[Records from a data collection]

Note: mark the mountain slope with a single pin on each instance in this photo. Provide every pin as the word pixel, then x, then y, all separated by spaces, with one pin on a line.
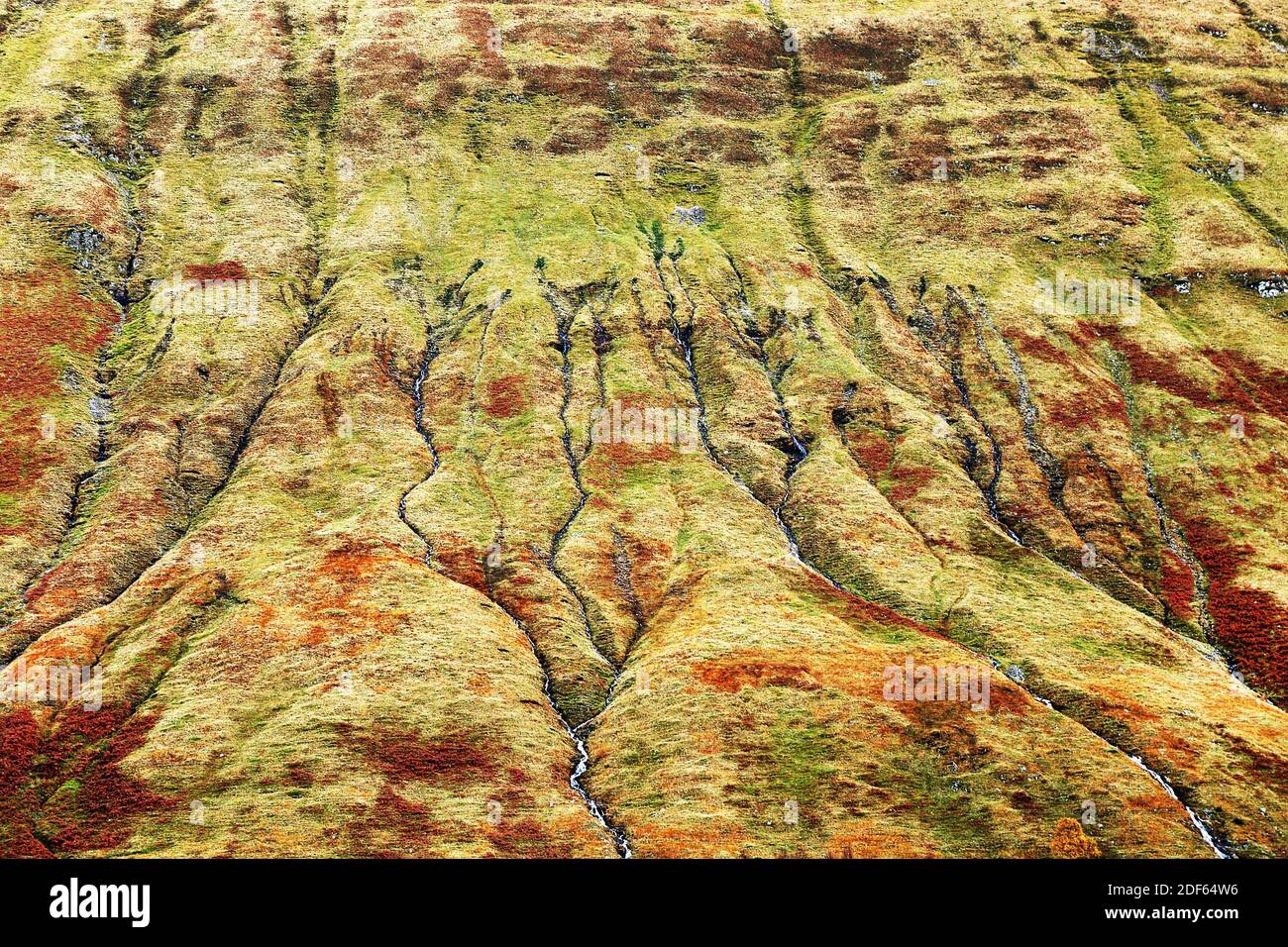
pixel 365 569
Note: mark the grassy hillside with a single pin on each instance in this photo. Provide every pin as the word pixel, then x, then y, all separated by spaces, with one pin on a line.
pixel 969 321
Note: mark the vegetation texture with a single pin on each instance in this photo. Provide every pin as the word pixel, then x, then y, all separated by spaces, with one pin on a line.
pixel 364 569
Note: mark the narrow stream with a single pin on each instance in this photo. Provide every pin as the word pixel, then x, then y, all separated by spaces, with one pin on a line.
pixel 1194 818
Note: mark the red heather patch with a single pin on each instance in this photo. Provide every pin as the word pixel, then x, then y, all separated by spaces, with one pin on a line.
pixel 850 605
pixel 872 450
pixel 228 269
pixel 476 25
pixel 732 676
pixel 86 746
pixel 1162 371
pixel 529 839
pixel 909 482
pixel 507 397
pixel 18 742
pixel 1250 622
pixel 1271 386
pixel 406 757
pixel 1177 586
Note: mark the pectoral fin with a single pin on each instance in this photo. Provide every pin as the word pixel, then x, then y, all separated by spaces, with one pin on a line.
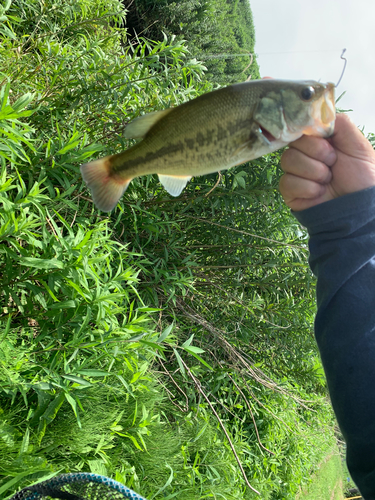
pixel 139 127
pixel 174 184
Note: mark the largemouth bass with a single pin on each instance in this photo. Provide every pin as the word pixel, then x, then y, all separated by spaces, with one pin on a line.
pixel 213 132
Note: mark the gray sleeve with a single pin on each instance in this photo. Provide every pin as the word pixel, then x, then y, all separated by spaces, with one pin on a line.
pixel 342 256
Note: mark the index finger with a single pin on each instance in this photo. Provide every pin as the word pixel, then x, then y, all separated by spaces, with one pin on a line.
pixel 316 148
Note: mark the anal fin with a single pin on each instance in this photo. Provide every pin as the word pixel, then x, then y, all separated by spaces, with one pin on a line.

▶ _Task description_:
Output the lines of the entries above as a numbered list, beginning at the line that contains "Note: mark the index" and stopping after the line that contains "pixel 316 148". Leave out any blank lines.

▶ _The reply_:
1. Note: mark the index finger with a single pin on each instance in this photo. Provide every pin as the word pixel, then x, then y, all separated by spaces, with one pin on a line.
2. pixel 316 148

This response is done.